(Referring expression data)
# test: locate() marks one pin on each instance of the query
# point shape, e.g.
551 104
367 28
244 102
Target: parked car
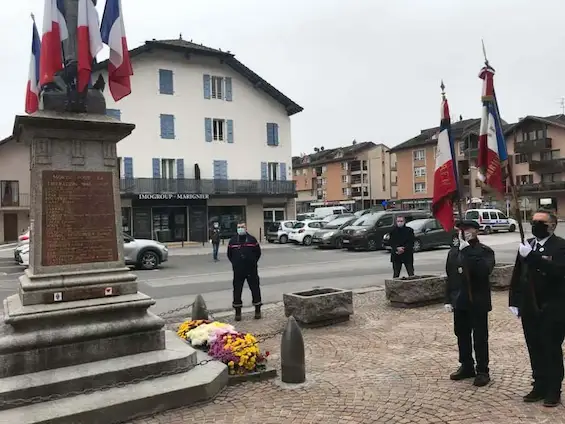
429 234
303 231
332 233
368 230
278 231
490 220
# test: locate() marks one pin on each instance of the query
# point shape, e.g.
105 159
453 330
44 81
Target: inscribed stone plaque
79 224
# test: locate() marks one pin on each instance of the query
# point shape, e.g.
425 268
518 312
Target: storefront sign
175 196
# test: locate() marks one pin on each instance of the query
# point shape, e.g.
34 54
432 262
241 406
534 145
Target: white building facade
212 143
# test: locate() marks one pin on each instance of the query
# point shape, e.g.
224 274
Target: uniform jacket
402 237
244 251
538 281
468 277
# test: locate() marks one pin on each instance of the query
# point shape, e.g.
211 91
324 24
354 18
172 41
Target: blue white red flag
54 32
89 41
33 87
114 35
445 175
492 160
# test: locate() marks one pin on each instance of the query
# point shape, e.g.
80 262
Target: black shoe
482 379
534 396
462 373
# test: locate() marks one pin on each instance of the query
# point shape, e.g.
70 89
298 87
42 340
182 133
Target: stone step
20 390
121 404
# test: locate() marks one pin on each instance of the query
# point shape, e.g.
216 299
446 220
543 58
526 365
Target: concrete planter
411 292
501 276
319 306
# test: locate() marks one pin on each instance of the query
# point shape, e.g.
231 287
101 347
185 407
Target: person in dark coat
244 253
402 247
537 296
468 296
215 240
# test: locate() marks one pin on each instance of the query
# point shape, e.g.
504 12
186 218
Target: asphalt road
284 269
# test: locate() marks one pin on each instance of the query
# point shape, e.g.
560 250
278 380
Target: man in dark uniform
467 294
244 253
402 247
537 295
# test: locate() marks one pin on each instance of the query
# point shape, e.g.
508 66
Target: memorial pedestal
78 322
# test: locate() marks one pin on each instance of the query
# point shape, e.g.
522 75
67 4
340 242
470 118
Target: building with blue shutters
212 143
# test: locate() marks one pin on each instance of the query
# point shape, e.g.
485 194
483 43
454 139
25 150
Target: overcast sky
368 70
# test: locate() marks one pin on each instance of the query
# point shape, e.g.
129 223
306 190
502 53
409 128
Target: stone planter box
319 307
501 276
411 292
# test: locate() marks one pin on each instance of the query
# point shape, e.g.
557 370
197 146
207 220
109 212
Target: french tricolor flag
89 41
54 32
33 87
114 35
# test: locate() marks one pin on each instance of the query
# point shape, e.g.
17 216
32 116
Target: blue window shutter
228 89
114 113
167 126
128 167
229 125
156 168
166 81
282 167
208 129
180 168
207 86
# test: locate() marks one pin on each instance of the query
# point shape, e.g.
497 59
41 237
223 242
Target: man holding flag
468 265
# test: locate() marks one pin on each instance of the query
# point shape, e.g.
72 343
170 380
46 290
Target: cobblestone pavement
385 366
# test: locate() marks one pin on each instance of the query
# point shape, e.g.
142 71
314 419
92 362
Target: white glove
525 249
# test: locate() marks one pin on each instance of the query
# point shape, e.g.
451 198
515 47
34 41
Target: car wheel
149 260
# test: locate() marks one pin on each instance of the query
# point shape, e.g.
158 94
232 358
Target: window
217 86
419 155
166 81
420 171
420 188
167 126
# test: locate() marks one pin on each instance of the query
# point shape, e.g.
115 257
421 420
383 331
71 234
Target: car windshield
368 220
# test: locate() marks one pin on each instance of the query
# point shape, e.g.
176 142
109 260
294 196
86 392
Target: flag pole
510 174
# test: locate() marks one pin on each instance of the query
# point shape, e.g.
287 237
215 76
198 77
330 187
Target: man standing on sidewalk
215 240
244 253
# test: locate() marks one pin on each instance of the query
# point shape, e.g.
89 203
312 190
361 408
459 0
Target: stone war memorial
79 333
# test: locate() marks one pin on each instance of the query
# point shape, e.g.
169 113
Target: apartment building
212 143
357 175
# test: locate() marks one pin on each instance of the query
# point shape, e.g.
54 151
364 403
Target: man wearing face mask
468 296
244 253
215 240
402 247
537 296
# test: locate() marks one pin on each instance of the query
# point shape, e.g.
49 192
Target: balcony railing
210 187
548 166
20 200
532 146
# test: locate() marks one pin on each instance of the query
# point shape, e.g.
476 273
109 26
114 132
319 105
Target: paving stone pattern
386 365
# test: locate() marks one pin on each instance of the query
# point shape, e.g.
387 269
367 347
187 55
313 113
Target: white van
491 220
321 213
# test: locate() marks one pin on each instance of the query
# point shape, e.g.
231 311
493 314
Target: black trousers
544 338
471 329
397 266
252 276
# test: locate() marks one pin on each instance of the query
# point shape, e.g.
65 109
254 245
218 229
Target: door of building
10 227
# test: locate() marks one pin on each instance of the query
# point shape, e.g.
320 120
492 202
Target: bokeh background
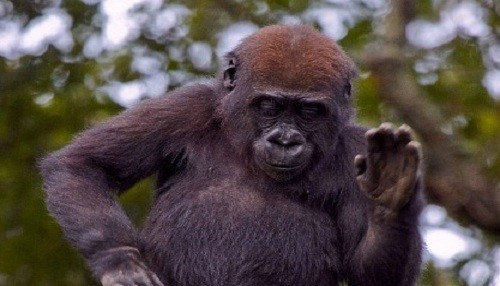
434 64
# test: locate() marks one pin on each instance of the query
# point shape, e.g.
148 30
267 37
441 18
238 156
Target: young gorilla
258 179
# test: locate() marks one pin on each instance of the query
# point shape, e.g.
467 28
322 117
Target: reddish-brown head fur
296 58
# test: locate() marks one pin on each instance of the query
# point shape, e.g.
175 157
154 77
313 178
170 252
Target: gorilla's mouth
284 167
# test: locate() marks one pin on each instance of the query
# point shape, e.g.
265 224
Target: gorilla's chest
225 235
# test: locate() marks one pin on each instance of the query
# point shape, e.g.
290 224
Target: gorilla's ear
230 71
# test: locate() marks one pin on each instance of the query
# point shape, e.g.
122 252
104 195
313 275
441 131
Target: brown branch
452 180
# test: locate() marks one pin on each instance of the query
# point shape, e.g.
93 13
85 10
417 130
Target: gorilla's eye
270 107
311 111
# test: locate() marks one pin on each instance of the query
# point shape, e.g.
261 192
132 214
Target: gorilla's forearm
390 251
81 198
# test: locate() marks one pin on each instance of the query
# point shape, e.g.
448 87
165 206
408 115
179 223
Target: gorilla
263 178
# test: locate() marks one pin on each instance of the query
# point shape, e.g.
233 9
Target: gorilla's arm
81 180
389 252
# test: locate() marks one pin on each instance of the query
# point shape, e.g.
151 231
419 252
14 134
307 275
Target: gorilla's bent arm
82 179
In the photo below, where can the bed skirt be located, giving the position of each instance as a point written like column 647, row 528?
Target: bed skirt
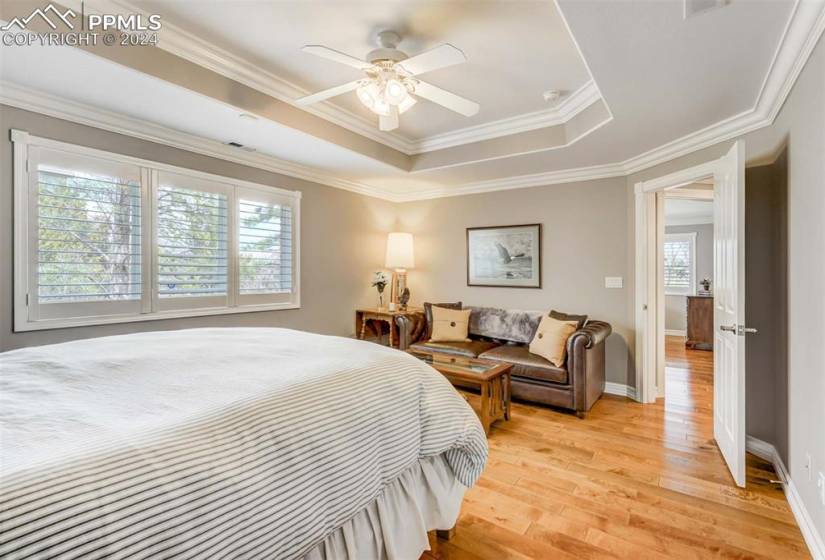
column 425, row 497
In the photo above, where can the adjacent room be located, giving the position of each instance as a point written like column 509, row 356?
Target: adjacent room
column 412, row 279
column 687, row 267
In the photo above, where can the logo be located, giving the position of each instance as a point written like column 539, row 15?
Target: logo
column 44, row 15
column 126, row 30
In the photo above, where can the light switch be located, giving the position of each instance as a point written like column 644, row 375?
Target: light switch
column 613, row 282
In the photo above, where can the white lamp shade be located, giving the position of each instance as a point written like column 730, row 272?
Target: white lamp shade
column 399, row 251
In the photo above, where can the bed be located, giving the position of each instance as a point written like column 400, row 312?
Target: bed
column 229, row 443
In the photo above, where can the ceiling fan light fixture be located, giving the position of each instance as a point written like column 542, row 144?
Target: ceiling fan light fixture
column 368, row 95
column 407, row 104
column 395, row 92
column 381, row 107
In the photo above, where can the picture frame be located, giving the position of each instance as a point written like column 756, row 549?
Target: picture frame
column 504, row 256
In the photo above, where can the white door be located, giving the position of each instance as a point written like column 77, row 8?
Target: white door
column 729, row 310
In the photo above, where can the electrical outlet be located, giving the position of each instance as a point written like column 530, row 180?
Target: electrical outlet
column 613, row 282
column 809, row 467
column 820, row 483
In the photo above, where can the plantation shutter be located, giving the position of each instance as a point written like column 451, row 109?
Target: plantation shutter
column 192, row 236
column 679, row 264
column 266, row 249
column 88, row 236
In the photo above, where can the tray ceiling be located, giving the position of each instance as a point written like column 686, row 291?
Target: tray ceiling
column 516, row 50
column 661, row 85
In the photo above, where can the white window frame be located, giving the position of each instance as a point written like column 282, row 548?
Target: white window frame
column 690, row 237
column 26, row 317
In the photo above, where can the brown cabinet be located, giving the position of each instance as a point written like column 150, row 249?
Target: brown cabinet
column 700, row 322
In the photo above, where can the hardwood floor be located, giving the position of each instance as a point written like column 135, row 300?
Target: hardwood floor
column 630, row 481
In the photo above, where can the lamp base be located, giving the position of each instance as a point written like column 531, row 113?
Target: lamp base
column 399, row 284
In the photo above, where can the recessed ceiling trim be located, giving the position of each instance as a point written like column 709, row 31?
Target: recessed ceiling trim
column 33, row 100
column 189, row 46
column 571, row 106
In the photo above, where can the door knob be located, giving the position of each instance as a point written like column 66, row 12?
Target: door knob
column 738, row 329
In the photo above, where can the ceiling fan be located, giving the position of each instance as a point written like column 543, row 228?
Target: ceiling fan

# Exercise details:
From the entries above, return exactly the line containing "In the photo above, where can the white door", the line containing "In the photo above, where can the white window", and all lines between, and nothing else.

# Exercise answer:
In the photo above, where can the white door be located, giving the position of each instance as a point written like column 77, row 8?
Target: white door
column 729, row 310
In the photo above, where can the electrical outlet be located, giving the position of each instance as a point written like column 530, row 180?
Target: electrical outlet
column 613, row 282
column 809, row 467
column 820, row 483
In the photo above, where can the plantation shutter be located, giving the position of each instance as a point written like column 451, row 109?
Target: plantation shutter
column 192, row 236
column 679, row 264
column 266, row 249
column 88, row 236
In the photo above, where can the tray ceiling be located, giving the position of each instance as a point written like column 686, row 291?
Target: tray ceiling
column 516, row 50
column 661, row 85
In the photo above, where can the white window frame be located, giving the position of each instance as a point written like column 282, row 548?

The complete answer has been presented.